**EXTRACT TO READ**.
━━━━━━━━
!Re: Nuke Redmond!

From: Richard Erlacher <edick_at_idcomm.com>
Date: Sat Apr 8 11:13:18 2000

please see embedded comments below.

Dick
----- Original Message -----
From: Sean 'Captain Napalm' Conner <spc_at_armigeron.com>
To: <classiccmp_at_classiccmp.org>
Sent: Saturday, April 08, 2000 2:45 AM
Subject: Re: !Re: Nuke Redmond!


> It was thus said that the Great Richard Erlacher once stated:
> >
> > If you were thumping Billy Gates and his friends by hinting that they
simply
> > bought something and filed off the rough edges and nibbled at the edges
> > where it didn't fit, well, that's legitimate business. You might not
see
> > that as innovation (just to bring this discussion back to where we left
the
> > original thread) then keep in mind that those of us who use the software
> > every day care a lot more about whether it works than whether it is
totally
> > new. It would be truly innovative to have software weenies get used to
> > writing the code just as it was specified and leaving out every extra
"hook"
> > or whatever that wasn't in the spec, hence won't be accounted for in the
> > doc's.
>
> Just for the record, and speaking as a programmer, I would find it
truely
> innovative if software was actually DESIGNED for a change, instead of
hacked
> on. I count myself lucky that I don't have to work with other programmers
> or their code since I hear way too many horror stories from my buddies
that
> actually have to (and it's almost always worse when it involves anything
> dealing with Mircosoft [1]). The last time I had to work with someone
> else's code it was so horribly written [2] and obviously not designed that
I
> scrapped it and rewrote it.
>
Well, heuristic progamming is the hallmark of the American school of
programming. The Japanese have, in recent years actually applied genuine
and therefore 30+ (probably much older) year-old engineering principles to
software engineering, a term which, in the American school, is still an
oxymoron, and have regularly been reported to be bringing software tasks in
within both budget and schedule.
>
> I even talked to the original programmer and his attitude was basically
> ``Hey, the customer paid for it and it works. I'm not working on it
again.
> Screw you dude!'' It's rare when I want someone else shot on sight, but
he
> was one of them.
>
The notion that the original programmer will live forever, hence, always be
available to fix things, is one of the main weaknesses of programming
philosophy. Even I have fallen into that one. That's why plgramming
languages have a construct for comments.
>
> Spec? Spec? That's a good one.
>
Yes . . . I'm an engineer, and I have learned over the years that I
shouldn't take on work for which I don't have a qualifying
(test-on-delivery) specification. That's sort of an "if it does this I get
paid" test. This may encourage designing for the test, but that gets me off
the hot-seat as far as defining what "works" means. If this spec isn't a
part of the RFQ, then I make it part of the proposal process. Getting
unconditional or defined-conditional qualifying specifications is like
pulling teeth. Often it's my teeth . . . that's why I have several sets.
━━━━━━━━
**GIVEN RECORDS**.
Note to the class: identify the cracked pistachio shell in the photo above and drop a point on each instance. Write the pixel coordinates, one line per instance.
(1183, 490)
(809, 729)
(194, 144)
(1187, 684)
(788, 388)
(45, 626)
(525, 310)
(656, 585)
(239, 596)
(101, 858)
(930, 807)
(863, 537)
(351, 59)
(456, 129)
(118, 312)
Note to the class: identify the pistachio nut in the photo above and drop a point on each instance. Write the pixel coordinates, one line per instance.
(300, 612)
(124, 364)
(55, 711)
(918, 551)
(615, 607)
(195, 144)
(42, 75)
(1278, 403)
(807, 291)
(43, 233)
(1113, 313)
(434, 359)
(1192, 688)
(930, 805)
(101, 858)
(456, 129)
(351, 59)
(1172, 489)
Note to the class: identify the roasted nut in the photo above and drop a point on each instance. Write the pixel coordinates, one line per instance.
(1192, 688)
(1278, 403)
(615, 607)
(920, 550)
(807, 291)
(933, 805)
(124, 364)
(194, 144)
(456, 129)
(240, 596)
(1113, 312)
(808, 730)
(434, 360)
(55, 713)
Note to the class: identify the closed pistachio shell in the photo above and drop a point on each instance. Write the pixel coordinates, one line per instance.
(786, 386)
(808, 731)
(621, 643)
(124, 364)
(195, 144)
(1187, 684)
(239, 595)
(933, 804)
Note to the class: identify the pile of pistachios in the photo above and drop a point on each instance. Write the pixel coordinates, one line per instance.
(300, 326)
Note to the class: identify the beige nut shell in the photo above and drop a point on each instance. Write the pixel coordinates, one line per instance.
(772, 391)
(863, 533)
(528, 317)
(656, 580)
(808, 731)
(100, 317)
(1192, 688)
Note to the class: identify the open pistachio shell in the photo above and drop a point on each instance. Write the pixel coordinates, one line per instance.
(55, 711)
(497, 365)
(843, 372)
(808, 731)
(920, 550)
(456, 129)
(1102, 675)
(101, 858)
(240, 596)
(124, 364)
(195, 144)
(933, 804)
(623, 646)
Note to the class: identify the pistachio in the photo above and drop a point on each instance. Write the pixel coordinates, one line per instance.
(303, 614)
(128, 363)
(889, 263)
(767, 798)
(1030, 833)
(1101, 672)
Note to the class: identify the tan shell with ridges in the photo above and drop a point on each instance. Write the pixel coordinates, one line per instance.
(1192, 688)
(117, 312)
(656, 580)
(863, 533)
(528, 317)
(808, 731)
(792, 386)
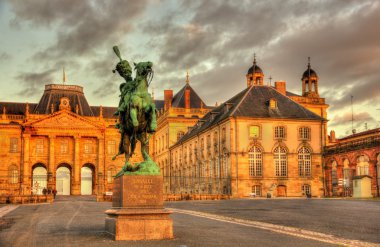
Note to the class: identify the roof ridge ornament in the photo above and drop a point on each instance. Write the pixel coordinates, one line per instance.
(187, 77)
(64, 75)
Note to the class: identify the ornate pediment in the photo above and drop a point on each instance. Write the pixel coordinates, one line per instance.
(65, 120)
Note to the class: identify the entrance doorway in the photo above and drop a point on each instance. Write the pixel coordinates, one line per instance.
(281, 191)
(39, 179)
(63, 181)
(86, 180)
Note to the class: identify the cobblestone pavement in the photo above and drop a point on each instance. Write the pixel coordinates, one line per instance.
(350, 219)
(79, 221)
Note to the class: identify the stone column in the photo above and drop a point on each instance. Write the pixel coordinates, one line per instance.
(100, 171)
(27, 175)
(51, 170)
(77, 167)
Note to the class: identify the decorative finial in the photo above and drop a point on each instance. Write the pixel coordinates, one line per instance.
(101, 111)
(64, 76)
(187, 77)
(4, 112)
(27, 109)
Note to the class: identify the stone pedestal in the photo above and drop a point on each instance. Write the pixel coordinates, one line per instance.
(137, 211)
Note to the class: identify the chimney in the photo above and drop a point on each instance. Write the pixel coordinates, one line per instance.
(281, 87)
(187, 98)
(168, 97)
(332, 136)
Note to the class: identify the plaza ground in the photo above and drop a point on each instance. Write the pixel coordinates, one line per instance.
(79, 221)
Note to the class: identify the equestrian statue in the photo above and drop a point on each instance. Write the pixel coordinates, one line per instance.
(137, 116)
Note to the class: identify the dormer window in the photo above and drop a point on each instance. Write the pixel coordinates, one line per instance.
(254, 131)
(273, 104)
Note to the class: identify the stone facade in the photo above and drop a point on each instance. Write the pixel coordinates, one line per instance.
(69, 148)
(257, 143)
(351, 158)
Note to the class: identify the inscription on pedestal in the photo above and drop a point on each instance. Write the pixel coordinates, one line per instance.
(138, 192)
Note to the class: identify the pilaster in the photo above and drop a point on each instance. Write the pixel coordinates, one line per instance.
(51, 170)
(77, 167)
(26, 164)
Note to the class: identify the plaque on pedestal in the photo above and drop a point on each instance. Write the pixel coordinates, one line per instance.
(137, 211)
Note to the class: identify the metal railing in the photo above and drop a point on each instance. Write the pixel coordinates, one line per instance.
(197, 185)
(363, 143)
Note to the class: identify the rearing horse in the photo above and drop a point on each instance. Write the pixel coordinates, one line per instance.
(137, 120)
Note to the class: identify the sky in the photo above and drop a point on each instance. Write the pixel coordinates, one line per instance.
(213, 40)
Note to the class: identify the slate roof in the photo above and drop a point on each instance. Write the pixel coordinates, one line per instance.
(309, 72)
(253, 102)
(107, 111)
(16, 108)
(52, 95)
(195, 100)
(159, 104)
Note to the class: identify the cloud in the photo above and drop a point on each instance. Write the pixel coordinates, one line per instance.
(5, 56)
(32, 82)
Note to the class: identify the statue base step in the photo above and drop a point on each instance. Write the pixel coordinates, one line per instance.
(139, 224)
(137, 211)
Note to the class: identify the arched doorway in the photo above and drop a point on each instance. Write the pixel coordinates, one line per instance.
(63, 180)
(39, 178)
(281, 191)
(87, 179)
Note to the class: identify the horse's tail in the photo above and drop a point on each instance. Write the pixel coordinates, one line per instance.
(133, 141)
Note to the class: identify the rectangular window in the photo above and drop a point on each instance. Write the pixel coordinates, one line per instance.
(110, 174)
(13, 145)
(254, 131)
(64, 146)
(304, 133)
(111, 147)
(88, 147)
(306, 190)
(256, 190)
(279, 132)
(39, 146)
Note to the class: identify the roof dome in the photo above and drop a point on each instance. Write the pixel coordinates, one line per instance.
(256, 68)
(309, 72)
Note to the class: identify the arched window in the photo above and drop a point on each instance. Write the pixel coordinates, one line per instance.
(334, 176)
(304, 162)
(304, 133)
(110, 173)
(13, 174)
(255, 160)
(346, 173)
(281, 161)
(180, 134)
(306, 190)
(362, 167)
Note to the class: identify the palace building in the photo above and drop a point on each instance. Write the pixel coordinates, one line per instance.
(60, 142)
(352, 164)
(63, 143)
(264, 140)
(176, 115)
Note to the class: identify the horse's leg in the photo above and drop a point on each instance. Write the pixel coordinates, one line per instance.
(153, 120)
(144, 140)
(127, 152)
(133, 114)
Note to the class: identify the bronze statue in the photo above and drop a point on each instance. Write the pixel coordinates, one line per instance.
(137, 116)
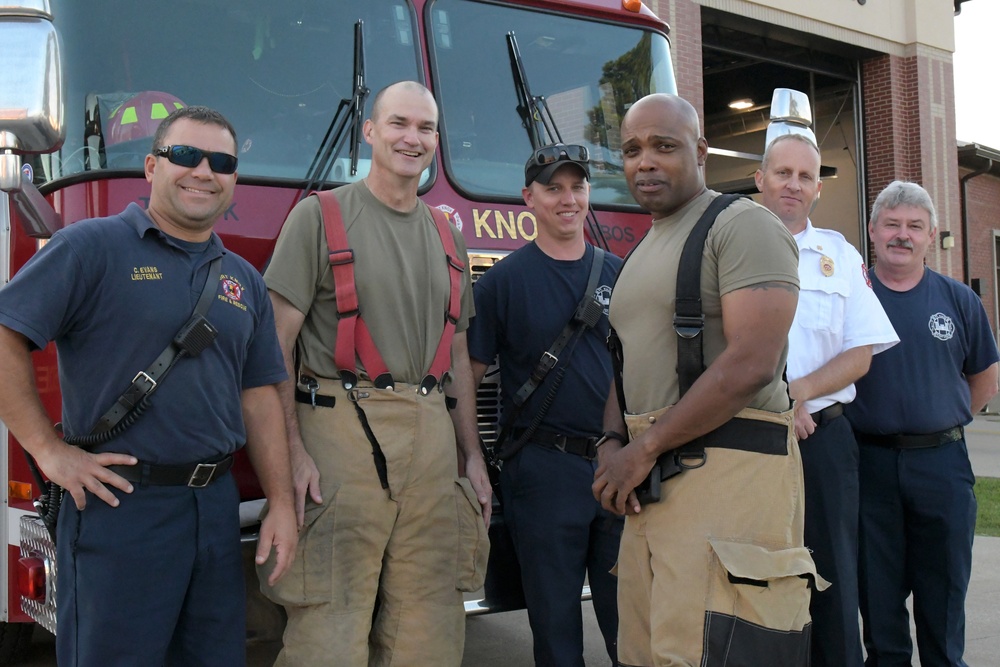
━━━━━━━━
**STUDY QUESTIONS**.
• A. In the message above, recast the paragraph that begins "Yes . . . I'm an engineer" as a brief list that keeps its main facts.
• B. Carry on the message above from the point where it stops, writing in the same voice and on the same subject.

**ACTIVITY ANSWERS**.
• A.
- The writer, an engineer, has learned not to take on work without a qualifying (test-on-delivery) specification.
- Such a specification acts as an "if it does this I get paid" test.
- It may encourage designing for the test, but it frees the writer from having to define what "works" means.
- If the specification is not part of the RFQ, the writer makes it part of the proposal process.
- Getting unconditional or defined-conditional qualifying specifications is like pulling teeth, often the writer's own, which is why the writer has "several sets."

• B.
>
> > It would be truly innovative to have it tested systematically with a
wide
> > range of inputs, both random and systematic and to great depth to make
sure
> > that there's no way to make it go down the toilet, especially not by
> > inadvertent input at the "wrong" time or place. I'd say that at a
minimum
> > it ought to be tested with every possible input of a single character at
> > times when input is not expected and every combination of 2^32 chacters
at
> > every point at which input is anticipated. The software should behave
in an
> > entirely predictable way and give messages that are totally self
> > explanatory. Do I really think American programmers will ever take
their
> > work that seriously, . . . No, but they should at least think about
it,
> > don't you think? It could be done automatically, though, couldn't it?
> > First we should hope that the pro's learn not to write memory leaks, eh?
>
> First off, European programmers are no better. At least when we write
> unmaintainable piles of crap, it's because we don't know any better.
> Europeans they seem to just love writing complex code just for
complexity's
> sake. A friend of mine (B.S in Comp Sci from an American university) had
to
> explain to three German programmers (each with a Ph.D. from a European
> university) why their code was not re-entrant, and show an easier way to
do
> what they wanted to do in the first place. They refused to make the
change
> (which only impacted five places in the code) since their code was
> ``tested'' and obviously worked. Uh, no. It wasn't re-entrant. In that
> particular case, that was a bug waiting to happen.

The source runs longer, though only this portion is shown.